**GIVEN EXERCISE:** Please count the lines in the material below that contain the string "grass", treating uppercase and lowercase as different, and reply with the number alone.

**RECORD LIST:**
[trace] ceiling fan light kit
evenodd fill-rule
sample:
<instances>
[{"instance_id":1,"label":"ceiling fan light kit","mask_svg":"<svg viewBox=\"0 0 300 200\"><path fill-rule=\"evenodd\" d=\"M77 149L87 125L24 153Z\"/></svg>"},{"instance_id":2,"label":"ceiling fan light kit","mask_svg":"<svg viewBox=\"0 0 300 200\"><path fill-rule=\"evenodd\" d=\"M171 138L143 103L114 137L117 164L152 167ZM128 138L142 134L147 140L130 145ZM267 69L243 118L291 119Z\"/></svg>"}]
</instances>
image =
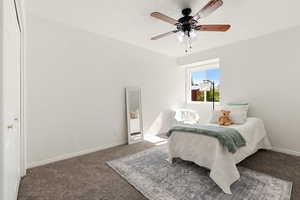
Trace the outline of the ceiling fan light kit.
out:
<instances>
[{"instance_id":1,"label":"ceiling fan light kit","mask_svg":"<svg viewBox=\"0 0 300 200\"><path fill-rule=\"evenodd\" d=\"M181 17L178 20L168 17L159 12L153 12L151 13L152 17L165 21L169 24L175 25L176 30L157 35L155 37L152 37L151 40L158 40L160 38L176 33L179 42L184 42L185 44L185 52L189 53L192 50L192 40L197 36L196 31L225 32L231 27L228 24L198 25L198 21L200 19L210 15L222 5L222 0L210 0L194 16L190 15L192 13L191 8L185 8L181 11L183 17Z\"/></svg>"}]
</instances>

* * *

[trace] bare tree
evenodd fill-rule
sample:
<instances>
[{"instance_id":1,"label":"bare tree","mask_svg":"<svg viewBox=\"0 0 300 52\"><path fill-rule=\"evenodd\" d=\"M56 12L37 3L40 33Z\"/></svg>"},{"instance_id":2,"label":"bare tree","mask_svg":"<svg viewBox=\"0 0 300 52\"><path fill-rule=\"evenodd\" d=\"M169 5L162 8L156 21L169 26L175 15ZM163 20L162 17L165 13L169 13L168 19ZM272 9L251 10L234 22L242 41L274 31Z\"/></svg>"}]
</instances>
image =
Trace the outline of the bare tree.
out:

--

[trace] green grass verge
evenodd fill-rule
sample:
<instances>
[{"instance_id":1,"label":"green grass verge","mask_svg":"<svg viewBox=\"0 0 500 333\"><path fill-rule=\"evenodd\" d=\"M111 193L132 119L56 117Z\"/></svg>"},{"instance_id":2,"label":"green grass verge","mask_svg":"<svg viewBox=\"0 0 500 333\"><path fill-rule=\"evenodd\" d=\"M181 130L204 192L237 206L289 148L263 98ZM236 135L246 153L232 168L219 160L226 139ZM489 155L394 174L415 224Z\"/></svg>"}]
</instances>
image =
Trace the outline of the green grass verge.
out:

**SOLUTION TO THE EXERCISE:** 3